(TASK PROMPT): Write out each line of the material exactly as given, and drop the images.

(INPUT DATA):
□ □ □ □ □
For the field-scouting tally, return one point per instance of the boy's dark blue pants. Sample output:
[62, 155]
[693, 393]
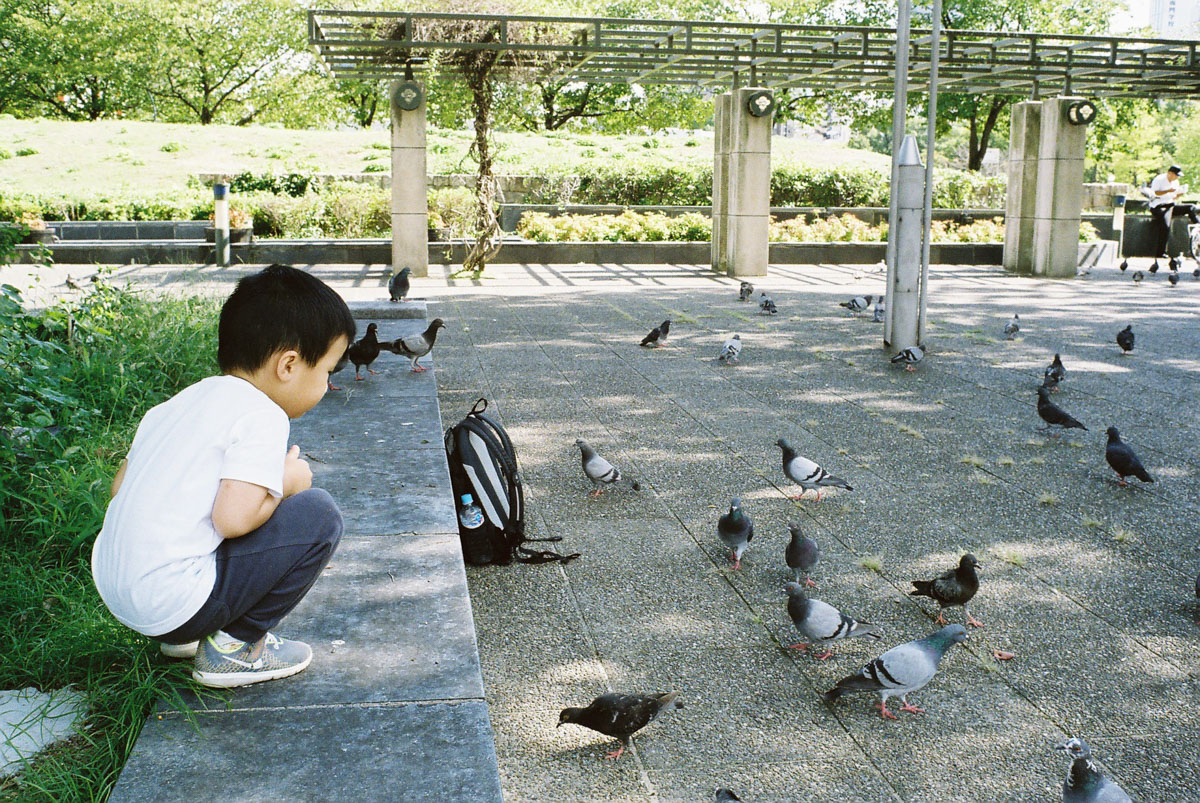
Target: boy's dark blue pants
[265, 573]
□ □ □ □ □
(EXERCISE RESULT):
For the field-scouting tally, return one point per instance of the boy's dark blue pants. Sample output:
[62, 155]
[693, 393]
Target: boy's dark blue pants
[265, 573]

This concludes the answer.